* Begin *

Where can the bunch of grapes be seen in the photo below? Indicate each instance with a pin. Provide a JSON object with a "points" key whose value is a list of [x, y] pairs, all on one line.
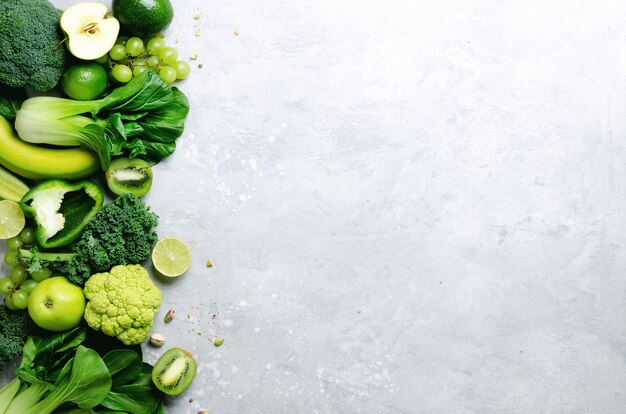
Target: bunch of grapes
{"points": [[131, 56], [17, 286]]}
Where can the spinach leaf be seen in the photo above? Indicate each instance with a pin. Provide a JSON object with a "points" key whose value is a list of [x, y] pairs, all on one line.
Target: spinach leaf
{"points": [[44, 358], [84, 380], [143, 93], [132, 390]]}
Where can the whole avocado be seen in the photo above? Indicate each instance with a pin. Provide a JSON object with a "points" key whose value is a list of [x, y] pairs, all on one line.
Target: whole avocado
{"points": [[143, 17]]}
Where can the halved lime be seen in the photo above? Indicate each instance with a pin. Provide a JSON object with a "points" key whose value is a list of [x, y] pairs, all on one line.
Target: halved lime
{"points": [[171, 257], [12, 219]]}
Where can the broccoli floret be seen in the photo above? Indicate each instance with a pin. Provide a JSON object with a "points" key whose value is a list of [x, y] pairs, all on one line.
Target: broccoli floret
{"points": [[15, 327], [120, 233], [31, 52]]}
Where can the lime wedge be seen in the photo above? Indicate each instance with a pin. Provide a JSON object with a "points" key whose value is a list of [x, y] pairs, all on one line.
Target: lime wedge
{"points": [[171, 257], [12, 219]]}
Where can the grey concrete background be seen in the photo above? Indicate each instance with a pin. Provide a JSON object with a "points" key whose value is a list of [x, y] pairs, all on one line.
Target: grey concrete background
{"points": [[411, 206]]}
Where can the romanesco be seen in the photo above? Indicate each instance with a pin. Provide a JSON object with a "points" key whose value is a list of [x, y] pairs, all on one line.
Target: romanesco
{"points": [[122, 303]]}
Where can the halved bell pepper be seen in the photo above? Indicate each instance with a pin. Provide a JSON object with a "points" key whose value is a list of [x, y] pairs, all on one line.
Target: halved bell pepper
{"points": [[61, 209]]}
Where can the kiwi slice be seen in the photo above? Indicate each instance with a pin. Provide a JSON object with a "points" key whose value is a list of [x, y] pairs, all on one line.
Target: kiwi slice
{"points": [[174, 371], [129, 175]]}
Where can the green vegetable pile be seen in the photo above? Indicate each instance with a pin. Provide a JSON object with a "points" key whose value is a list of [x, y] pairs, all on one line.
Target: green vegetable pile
{"points": [[29, 44], [141, 118], [79, 302], [121, 232], [59, 370]]}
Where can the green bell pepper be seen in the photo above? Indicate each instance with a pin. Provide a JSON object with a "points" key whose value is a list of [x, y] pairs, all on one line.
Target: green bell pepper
{"points": [[61, 209]]}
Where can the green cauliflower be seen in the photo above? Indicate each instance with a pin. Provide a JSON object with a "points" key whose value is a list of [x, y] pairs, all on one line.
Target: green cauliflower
{"points": [[122, 303]]}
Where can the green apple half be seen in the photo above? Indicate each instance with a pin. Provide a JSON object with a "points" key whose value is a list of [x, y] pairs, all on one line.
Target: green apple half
{"points": [[56, 304], [90, 28]]}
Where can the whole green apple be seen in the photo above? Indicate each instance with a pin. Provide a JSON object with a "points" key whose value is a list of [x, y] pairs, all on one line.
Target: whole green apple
{"points": [[56, 304]]}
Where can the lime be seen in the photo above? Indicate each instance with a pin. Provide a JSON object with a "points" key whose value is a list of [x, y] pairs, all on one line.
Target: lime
{"points": [[12, 219], [171, 257], [84, 81]]}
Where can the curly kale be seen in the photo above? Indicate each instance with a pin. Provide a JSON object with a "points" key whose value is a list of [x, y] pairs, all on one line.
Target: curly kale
{"points": [[31, 53], [15, 327], [122, 232]]}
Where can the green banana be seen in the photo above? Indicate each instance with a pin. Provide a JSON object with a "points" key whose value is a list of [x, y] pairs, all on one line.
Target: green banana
{"points": [[11, 187], [37, 162]]}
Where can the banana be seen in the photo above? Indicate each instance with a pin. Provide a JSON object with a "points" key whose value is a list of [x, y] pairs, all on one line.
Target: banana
{"points": [[37, 162]]}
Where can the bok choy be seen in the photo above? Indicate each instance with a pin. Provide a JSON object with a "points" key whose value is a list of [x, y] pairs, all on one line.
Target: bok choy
{"points": [[142, 118]]}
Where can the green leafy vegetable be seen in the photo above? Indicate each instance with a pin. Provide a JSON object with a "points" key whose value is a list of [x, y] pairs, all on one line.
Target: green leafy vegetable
{"points": [[143, 117], [10, 101], [56, 370], [132, 390], [121, 232], [15, 327]]}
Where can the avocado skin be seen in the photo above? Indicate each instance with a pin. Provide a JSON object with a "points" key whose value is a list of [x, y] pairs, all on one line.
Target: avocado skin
{"points": [[143, 17]]}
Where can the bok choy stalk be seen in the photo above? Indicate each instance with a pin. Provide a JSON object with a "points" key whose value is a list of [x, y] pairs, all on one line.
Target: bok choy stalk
{"points": [[142, 118], [56, 370]]}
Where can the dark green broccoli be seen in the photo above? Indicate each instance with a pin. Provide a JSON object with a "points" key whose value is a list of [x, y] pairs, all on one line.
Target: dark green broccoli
{"points": [[31, 52], [35, 260], [121, 232], [15, 327]]}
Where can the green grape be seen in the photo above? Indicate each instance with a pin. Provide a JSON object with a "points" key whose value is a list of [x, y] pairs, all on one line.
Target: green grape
{"points": [[6, 285], [102, 59], [121, 73], [18, 273], [182, 69], [14, 243], [28, 285], [155, 45], [27, 235], [8, 302], [153, 61], [117, 52], [20, 299], [134, 46], [121, 40], [138, 70], [11, 258], [168, 74], [168, 55], [40, 275]]}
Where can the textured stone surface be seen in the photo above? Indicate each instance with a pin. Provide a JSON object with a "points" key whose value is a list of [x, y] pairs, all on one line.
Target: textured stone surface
{"points": [[411, 206]]}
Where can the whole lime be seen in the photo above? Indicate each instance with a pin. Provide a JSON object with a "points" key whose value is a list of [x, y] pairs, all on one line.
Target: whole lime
{"points": [[143, 17], [84, 81]]}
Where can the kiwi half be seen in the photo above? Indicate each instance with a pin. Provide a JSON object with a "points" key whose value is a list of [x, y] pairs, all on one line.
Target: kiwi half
{"points": [[174, 371], [129, 175]]}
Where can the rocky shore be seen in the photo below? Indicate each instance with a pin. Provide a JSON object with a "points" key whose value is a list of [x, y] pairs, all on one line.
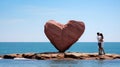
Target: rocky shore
{"points": [[61, 56]]}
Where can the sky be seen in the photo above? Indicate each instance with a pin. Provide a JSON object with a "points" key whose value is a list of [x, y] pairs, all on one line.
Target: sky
{"points": [[24, 20]]}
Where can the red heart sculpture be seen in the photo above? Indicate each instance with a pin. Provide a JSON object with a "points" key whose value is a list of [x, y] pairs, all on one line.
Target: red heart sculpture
{"points": [[63, 36]]}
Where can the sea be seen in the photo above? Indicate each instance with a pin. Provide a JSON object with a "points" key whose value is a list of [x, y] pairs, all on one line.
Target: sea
{"points": [[39, 47]]}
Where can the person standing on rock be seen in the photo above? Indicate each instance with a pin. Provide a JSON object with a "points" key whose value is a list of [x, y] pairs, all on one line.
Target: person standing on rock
{"points": [[100, 38]]}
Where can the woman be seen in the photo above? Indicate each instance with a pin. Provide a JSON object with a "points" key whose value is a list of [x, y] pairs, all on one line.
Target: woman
{"points": [[100, 38]]}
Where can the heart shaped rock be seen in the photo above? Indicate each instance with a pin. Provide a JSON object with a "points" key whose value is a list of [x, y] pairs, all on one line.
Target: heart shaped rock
{"points": [[64, 36]]}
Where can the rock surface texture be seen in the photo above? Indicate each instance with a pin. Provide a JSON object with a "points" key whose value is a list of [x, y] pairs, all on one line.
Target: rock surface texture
{"points": [[61, 56], [63, 36]]}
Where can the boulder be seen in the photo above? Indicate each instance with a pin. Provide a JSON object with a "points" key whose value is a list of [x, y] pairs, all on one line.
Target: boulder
{"points": [[63, 36]]}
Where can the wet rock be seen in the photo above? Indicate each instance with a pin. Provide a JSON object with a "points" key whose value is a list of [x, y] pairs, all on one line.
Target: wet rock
{"points": [[63, 36], [8, 57]]}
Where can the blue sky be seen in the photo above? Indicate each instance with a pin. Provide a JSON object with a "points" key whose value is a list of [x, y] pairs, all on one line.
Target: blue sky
{"points": [[24, 20]]}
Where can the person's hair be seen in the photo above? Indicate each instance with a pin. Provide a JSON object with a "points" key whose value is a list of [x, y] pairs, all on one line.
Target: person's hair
{"points": [[102, 35]]}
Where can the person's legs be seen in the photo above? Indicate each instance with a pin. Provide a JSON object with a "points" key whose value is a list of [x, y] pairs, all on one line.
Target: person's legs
{"points": [[100, 50]]}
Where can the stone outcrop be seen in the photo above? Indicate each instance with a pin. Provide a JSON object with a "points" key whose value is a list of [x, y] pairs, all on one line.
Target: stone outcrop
{"points": [[62, 56], [63, 36]]}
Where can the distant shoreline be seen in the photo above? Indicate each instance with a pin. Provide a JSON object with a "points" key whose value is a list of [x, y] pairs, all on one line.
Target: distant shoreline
{"points": [[61, 56]]}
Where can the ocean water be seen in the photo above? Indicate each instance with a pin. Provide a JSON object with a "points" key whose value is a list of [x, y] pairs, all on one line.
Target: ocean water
{"points": [[38, 47]]}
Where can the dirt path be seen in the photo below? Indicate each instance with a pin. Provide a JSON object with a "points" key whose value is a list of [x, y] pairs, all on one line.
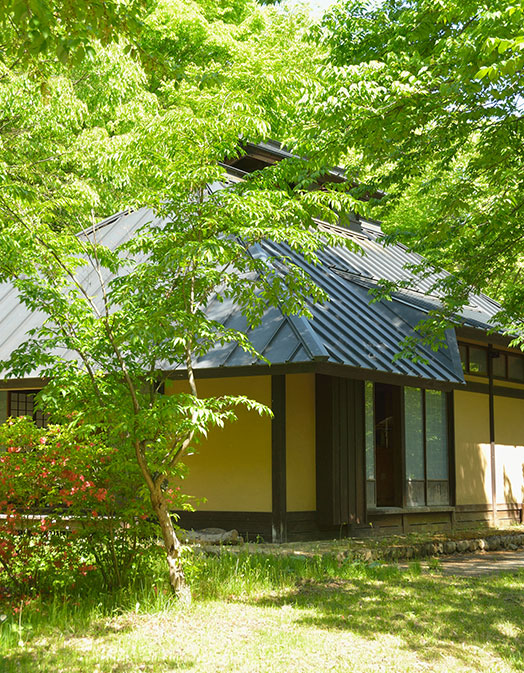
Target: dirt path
{"points": [[482, 563]]}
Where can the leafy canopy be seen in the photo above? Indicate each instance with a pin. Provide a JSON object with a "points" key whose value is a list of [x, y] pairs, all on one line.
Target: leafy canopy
{"points": [[423, 101]]}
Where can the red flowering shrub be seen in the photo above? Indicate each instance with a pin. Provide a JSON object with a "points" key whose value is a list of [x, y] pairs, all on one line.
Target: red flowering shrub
{"points": [[70, 507]]}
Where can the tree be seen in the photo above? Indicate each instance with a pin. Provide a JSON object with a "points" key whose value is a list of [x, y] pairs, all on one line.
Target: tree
{"points": [[158, 143], [423, 101]]}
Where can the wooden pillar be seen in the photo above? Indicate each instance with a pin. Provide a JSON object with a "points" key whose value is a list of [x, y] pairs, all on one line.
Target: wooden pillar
{"points": [[278, 459], [493, 458]]}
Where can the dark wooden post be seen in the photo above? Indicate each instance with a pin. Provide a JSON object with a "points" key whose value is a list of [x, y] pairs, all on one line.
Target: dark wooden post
{"points": [[278, 459], [493, 458]]}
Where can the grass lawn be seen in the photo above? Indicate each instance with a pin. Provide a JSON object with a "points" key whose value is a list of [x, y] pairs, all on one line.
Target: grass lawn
{"points": [[272, 615]]}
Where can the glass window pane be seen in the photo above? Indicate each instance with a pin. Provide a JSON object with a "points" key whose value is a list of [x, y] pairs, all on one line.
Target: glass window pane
{"points": [[463, 350], [516, 367], [499, 366], [3, 405], [436, 435], [370, 432], [478, 360], [414, 433]]}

* End *

### Objective
Above are the records; copy exactly the lines from the one with "Where can the tree" through the final line.

### Exercise output
Where can the tree be seen in the photo above? Indicate each instance with a pin. Provide a JSON object with a "points" key whose value is a list of [x, y] pairs, all on one line.
Target: tree
{"points": [[158, 143], [423, 101]]}
Where can the wooden pillar be seen in the photo above? Indicate each instance with a pin. Provide a JSON object with a "points" key whose value is a list of [x, y] pairs, all on one line.
Target: wooden pillar
{"points": [[278, 459], [493, 458]]}
Where can the dark wooden post be seen in the photo above? Indicate each instance with a pin. Provide a JSON object with a "points" key whose value is a list of [x, y] pairs, all on one line.
Target: dark wooden post
{"points": [[278, 459], [493, 458]]}
Where can the grass lawn be seen in the photo above? Indicate each instance with a pin. Provide a JSON object with a "points" key whose value is a list of [x, y] pairs, all on one line.
Target: grass lawn
{"points": [[272, 615]]}
Where can the glass window pane be seen in the photo above? Indicate each instance with a pin. Provide a JSON object with a "points" key whose value is a list of [x, y] pairs, all on one line.
Target: glass window pane
{"points": [[463, 350], [516, 367], [499, 366], [3, 405], [436, 435], [370, 432], [478, 360], [414, 433]]}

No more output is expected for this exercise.